━━━━━ RECORD EXCERPTS ━━━━━
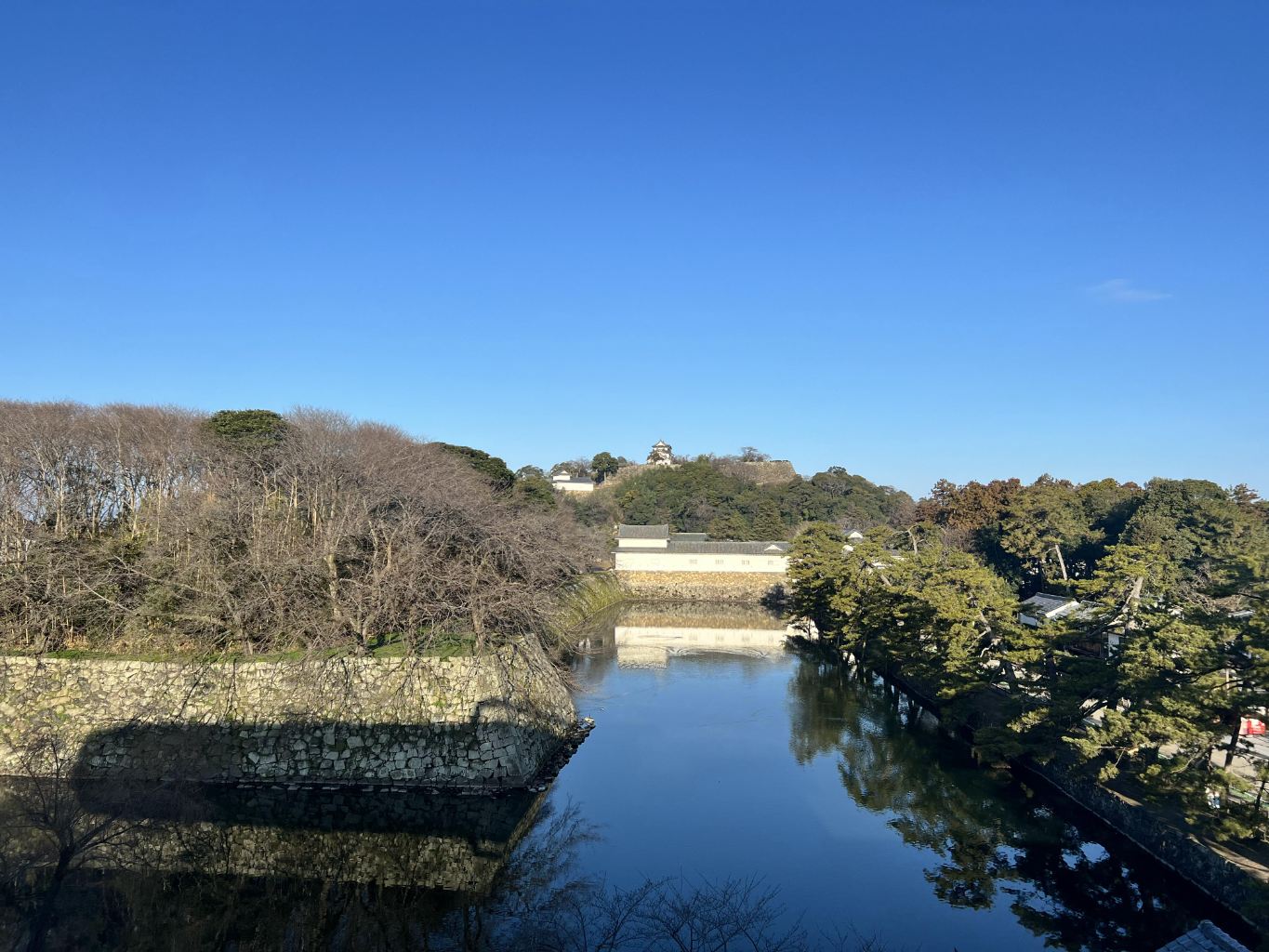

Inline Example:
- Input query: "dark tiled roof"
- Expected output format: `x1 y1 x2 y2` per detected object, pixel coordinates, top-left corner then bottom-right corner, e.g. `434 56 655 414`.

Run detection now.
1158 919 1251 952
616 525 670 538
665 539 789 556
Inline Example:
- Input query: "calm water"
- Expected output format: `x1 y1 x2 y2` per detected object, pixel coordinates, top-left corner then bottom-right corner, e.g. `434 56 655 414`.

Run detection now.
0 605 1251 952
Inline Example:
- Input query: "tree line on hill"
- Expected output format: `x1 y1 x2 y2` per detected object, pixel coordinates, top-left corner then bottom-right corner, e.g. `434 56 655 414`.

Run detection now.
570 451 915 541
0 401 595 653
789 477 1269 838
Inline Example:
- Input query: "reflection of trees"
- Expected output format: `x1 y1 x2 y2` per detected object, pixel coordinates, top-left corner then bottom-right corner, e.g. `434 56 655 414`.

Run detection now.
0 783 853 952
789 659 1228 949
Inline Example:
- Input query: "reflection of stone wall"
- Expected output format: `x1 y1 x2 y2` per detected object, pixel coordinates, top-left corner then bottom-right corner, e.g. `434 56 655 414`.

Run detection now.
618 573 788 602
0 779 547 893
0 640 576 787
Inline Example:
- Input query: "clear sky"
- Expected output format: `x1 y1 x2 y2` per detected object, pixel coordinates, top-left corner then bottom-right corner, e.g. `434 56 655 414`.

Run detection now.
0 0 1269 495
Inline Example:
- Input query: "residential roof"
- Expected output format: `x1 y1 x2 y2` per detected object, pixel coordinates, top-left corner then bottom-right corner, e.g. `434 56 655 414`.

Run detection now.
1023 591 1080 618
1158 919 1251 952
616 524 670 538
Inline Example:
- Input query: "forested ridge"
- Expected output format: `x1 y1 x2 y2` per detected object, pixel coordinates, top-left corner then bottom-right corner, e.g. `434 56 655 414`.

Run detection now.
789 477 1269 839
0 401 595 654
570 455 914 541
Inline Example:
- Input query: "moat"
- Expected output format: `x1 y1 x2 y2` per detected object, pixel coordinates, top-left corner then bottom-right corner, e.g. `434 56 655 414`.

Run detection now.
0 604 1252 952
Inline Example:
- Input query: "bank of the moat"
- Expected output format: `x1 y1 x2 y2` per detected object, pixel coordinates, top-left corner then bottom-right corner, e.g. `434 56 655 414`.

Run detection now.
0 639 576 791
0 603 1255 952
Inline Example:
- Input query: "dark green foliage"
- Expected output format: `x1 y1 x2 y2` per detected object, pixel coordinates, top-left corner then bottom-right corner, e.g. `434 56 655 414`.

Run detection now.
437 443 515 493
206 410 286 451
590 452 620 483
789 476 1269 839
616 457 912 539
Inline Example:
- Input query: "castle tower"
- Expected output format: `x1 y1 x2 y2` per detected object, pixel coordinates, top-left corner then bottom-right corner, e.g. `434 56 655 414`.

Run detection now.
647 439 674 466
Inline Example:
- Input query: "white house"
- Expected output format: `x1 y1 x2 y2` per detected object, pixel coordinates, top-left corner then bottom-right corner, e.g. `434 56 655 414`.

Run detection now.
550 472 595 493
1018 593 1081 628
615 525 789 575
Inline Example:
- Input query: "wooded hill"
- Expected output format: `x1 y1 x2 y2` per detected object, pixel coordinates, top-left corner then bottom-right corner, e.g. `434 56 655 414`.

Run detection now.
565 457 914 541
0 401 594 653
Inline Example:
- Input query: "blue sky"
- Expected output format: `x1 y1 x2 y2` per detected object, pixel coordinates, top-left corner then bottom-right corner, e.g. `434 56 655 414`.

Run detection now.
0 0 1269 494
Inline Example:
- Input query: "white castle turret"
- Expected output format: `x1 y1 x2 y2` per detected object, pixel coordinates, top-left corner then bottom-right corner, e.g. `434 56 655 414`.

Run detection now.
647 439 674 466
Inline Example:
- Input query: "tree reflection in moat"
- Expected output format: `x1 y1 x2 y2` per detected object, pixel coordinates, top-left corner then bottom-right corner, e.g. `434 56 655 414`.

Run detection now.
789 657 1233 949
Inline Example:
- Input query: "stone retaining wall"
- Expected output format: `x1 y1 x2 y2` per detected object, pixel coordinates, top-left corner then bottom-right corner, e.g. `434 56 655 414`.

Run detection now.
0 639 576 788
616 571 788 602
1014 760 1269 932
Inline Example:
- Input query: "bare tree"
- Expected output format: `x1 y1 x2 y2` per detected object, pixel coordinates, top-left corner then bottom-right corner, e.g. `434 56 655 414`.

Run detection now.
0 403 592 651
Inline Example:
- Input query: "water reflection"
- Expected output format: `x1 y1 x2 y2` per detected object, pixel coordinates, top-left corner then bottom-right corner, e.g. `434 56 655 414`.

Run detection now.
━━━━━
**GIVEN REQUEST:**
Copy out every line in the records that contains the word "hill". Case matters.

**EXERCISE OUTPUT:**
- Input query: "tree line on hill"
- Input query: "wooded hill"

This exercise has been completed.